▶ _GIVEN EXERCISE_: Lay out the records, from their first line through the line that contains "32], [200, 0]]", as a Markdown table with the columns Entry and Content. Put the running row number in Entry and the full line in Content, include both end lines, and leave out blank lines.

▶ _EXERCISE MATERIALS_:
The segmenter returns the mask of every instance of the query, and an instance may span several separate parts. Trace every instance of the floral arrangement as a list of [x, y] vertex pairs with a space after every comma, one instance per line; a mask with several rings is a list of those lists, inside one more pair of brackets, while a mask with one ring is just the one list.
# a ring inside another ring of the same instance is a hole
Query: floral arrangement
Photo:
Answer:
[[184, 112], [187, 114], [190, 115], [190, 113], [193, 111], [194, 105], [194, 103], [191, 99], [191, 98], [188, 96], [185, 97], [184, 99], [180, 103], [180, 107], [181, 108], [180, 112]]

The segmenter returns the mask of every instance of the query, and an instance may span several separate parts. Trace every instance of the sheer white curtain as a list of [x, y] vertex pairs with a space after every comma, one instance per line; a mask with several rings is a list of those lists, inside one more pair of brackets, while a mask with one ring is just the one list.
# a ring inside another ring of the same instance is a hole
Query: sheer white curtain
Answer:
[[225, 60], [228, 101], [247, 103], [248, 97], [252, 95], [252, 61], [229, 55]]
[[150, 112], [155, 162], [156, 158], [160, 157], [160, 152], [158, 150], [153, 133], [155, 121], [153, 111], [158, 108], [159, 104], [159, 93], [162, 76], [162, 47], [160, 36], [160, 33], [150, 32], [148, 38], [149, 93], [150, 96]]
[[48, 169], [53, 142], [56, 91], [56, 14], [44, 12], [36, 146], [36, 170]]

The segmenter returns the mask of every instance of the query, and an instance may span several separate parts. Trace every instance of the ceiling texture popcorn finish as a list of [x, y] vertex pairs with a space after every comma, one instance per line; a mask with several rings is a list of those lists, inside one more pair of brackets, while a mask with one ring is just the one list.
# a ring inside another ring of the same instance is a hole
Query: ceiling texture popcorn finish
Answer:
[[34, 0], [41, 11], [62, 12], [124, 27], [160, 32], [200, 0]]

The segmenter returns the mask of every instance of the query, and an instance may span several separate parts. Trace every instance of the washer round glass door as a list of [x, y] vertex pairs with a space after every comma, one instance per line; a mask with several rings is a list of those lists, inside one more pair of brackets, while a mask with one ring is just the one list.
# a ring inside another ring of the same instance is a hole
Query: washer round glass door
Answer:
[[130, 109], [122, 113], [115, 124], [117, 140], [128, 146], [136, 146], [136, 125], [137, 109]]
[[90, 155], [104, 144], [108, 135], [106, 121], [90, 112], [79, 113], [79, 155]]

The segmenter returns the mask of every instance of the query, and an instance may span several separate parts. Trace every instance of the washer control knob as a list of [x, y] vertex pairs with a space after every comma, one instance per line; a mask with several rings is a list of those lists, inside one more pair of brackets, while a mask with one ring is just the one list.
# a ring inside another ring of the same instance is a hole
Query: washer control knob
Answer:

▶ _TASK SOLUTION_:
| Entry | Content |
|---|---|
| 1 | The segmenter returns the mask of every instance of the query, and an instance may span several separate parts. Trace every instance of the floral arrangement as a list of [x, y] vertex pairs with a space after every comma, one instance per line; a mask with several rings is a list of those lists, inside one more pair of brackets, while a mask with one ring is just the one list. |
| 2 | # a ring inside another ring of the same instance is a hole |
| 3 | Query: floral arrangement |
| 4 | Photo: |
| 5 | Answer: |
| 6 | [[184, 112], [187, 114], [190, 115], [190, 113], [193, 111], [194, 105], [194, 103], [191, 99], [191, 98], [188, 96], [185, 97], [184, 99], [180, 103], [180, 107], [181, 108], [180, 112]] |
| 7 | The segmenter returns the mask of every instance of the query, and an instance may span several separate parts. Trace every instance of the sheer white curtain as a list of [x, y] vertex pairs with a space after every comma, one instance per line; a mask with several rings is a list of those lists, inside one more pair of brackets, while a mask with one ring is just the one list. |
| 8 | # a ring inside another ring of the same instance is a hole |
| 9 | Query: sheer white curtain |
| 10 | Answer: |
| 11 | [[225, 60], [228, 101], [247, 103], [248, 97], [252, 95], [252, 61], [229, 55]] |
| 12 | [[150, 112], [155, 162], [156, 158], [160, 157], [160, 152], [158, 150], [153, 133], [155, 121], [153, 111], [158, 108], [159, 104], [159, 93], [162, 76], [162, 47], [160, 36], [160, 33], [150, 32], [148, 38], [149, 93], [150, 96]] |
| 13 | [[48, 169], [53, 142], [56, 91], [56, 14], [44, 12], [36, 146], [36, 170]] |
| 14 | The segmenter returns the mask of every instance of the query, and an instance may span several separate parts. Trace every instance of the ceiling texture popcorn finish as a list of [x, y] vertex pairs with a space after every comma, one instance per line; a mask with several rings is a list of those lists, inside one more pair of brackets, while a mask with one ring is just the one list. |
| 15 | # a ring inside another ring of the same instance is a hole |
| 16 | Query: ceiling texture popcorn finish |
| 17 | Answer: |
| 18 | [[34, 0], [41, 11], [62, 12], [124, 27], [160, 32], [200, 0]] |